* GIVEN PASSAGE
************
Hephaestus Minicubes

This is the official repository for Hephaestus Minicubes (submitted in NeurIPS 2025, Datasets and Benchmarks track), a novel dataset for volcanic activity monitoring through InSAR satellite imagery. Hephaestus Minicubes builds upon Hephaestus (Bountos et al., 2022) and offers various key advantages:

Machine Learning-ready state
Georeferenced InSAR imagery (vs. PNG format)
Enhanced spatial resolution at 100m GSD (vs. 333m GSD)
Physically interpretable pixel values (vs. RGB composites)
Zarr file format with spatial and temporal dimensions
Additional data critical for volcanic monitoring: Digital Elevation Model (DEM), Confounding stmospheric variables

The dataset covers 38 volcanoes worldwide, in 6 out of 7 continents. Annotations have been produced by a SAR/InSAR expert through meticulous photointerpretation, and offer rich insights on the deformation type (sill, dyke, mogi, spheroid, earthquake), the intensity level (low, medium, high), the presence of non-volcanic related fringes (atmospheric, orbital, glacier) as well as the volcanic activity phase (rest, unrest, rebound). Each sample also contains a text description of the observed phenomena, ideal for language-based machine learning modelling.
************
* EXTRACTED INFORMATION
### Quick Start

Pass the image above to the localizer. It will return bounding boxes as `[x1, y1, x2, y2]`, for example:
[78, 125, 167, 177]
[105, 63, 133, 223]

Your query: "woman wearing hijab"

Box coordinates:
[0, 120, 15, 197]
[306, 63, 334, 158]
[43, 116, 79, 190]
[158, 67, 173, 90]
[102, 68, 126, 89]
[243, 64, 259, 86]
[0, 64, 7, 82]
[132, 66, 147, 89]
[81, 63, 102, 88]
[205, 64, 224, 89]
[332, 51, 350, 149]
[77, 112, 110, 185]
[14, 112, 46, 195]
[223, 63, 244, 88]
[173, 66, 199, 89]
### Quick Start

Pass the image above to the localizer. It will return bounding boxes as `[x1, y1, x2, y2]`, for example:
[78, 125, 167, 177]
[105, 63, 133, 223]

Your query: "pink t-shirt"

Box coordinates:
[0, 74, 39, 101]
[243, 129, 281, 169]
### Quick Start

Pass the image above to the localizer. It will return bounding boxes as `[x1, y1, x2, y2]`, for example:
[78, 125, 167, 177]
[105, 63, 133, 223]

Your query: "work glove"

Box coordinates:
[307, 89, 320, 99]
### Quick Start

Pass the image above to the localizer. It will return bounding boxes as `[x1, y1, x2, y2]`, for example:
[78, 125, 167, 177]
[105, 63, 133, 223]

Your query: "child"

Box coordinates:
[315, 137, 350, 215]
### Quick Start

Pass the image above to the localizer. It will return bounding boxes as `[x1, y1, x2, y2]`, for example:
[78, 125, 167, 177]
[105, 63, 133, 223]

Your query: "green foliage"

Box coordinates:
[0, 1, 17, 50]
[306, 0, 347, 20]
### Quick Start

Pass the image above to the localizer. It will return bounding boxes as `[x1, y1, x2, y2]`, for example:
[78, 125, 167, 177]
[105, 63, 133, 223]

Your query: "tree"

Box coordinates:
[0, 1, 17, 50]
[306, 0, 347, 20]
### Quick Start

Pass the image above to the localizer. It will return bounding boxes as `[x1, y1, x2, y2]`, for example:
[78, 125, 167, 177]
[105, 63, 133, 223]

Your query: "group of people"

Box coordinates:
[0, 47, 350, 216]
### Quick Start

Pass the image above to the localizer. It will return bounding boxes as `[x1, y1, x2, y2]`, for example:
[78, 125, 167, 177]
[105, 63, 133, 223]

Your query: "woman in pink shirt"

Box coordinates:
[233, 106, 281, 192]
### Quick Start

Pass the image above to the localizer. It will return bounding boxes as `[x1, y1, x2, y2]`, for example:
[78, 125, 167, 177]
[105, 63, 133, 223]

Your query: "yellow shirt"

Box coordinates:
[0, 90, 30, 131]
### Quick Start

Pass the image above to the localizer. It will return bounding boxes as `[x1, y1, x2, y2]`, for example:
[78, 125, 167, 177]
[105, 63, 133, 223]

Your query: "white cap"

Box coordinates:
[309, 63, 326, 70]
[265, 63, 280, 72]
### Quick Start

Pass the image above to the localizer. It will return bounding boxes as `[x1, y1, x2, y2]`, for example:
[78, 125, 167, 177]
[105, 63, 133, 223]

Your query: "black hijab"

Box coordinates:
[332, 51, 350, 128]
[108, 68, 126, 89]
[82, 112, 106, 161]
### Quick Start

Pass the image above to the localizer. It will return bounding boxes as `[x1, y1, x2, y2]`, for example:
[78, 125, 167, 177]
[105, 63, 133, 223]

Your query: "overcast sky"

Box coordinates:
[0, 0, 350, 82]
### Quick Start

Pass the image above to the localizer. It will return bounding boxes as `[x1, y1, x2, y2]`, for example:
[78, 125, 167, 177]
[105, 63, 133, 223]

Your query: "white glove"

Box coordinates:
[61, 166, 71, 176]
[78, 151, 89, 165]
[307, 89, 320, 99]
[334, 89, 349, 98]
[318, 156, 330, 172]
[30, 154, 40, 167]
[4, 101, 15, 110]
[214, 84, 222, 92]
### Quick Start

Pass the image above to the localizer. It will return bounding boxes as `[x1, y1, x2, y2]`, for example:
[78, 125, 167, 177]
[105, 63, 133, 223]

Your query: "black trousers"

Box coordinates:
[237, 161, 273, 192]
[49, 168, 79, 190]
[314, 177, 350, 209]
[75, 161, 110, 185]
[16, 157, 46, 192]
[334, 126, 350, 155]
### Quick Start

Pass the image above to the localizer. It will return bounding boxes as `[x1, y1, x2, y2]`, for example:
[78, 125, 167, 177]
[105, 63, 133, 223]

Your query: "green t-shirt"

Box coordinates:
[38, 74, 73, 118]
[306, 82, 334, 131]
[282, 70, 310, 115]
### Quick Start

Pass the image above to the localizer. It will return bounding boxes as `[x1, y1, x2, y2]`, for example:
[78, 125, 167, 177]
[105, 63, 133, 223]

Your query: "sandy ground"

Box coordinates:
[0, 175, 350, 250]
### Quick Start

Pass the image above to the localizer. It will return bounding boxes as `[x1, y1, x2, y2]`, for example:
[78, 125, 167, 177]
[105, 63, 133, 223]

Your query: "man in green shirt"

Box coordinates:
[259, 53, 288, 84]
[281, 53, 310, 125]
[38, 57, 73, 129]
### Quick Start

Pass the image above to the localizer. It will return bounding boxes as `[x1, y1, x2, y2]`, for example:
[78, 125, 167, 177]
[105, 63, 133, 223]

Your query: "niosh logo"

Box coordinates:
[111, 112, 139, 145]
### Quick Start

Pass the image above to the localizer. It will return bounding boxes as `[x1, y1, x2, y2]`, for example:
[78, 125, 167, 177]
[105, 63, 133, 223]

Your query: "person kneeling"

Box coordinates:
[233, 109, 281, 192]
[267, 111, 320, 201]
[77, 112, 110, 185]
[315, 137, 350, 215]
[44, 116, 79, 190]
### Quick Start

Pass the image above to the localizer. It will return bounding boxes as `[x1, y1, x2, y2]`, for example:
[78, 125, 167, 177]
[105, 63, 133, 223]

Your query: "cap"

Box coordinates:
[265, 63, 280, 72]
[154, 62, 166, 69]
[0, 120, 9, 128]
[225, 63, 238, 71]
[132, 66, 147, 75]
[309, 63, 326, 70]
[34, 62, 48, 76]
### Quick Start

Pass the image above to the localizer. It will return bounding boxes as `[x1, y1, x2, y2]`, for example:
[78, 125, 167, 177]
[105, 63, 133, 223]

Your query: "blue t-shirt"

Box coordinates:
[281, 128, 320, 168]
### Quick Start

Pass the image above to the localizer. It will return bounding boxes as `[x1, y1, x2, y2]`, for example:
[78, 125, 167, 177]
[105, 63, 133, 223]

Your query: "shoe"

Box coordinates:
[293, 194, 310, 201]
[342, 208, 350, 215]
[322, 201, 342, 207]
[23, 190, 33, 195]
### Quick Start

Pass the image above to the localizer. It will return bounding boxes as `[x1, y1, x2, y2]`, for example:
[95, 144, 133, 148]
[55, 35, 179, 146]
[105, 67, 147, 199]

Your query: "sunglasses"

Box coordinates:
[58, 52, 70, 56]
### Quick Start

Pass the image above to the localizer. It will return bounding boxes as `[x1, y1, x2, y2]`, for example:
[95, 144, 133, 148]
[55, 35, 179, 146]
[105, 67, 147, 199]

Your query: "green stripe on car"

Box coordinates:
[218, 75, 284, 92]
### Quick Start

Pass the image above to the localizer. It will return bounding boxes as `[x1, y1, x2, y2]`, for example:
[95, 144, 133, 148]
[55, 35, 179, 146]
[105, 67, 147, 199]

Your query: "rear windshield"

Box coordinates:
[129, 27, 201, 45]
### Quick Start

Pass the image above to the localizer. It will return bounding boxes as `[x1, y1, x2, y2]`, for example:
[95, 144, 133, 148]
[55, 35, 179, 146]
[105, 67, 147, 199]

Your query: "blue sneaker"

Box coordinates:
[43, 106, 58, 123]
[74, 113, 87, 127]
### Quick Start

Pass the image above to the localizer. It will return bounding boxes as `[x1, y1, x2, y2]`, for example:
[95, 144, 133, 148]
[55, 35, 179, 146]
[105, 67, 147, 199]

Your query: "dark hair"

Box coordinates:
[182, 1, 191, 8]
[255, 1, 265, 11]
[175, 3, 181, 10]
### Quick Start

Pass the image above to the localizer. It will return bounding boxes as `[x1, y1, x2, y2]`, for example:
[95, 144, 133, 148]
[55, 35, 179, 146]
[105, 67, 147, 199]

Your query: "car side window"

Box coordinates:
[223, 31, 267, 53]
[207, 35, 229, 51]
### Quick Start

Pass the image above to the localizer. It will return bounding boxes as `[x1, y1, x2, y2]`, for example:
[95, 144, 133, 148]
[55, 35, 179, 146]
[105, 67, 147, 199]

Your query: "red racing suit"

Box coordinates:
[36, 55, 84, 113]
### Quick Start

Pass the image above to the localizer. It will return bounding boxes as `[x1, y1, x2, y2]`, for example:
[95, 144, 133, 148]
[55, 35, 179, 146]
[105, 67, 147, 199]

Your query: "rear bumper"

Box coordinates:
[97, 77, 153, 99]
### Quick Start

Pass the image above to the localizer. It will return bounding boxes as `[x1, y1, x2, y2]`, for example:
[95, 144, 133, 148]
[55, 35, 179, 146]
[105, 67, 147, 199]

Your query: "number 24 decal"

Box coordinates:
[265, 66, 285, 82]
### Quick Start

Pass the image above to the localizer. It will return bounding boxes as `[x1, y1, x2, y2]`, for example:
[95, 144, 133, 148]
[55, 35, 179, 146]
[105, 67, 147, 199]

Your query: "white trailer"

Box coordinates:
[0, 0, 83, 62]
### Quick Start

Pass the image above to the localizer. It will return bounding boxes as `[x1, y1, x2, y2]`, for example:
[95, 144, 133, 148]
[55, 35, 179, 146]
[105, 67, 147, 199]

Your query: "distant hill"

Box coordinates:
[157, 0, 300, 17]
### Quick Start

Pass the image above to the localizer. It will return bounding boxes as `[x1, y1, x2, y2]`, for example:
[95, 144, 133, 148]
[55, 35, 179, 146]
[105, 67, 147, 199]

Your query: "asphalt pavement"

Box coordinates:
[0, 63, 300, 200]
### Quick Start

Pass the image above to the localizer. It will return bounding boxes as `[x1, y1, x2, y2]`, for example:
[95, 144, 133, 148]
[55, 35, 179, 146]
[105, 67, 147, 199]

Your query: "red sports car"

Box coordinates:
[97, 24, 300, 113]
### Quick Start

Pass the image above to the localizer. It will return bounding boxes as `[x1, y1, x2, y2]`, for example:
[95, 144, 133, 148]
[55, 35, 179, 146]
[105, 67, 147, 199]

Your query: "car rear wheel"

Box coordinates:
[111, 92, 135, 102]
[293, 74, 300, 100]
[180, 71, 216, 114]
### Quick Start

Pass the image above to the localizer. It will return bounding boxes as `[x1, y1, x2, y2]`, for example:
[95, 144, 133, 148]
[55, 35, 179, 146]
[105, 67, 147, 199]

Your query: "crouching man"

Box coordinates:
************
* TASK DIRECTIONS
In the Hephaestus Minicubes description, why does each sample carry a text description of the observed phenomena? Answer in one to three sentences.

* TASK ANSWER
Each sample includes a text description of the observed phenomena because such descriptions make the dataset ideal for language-based machine learning modelling.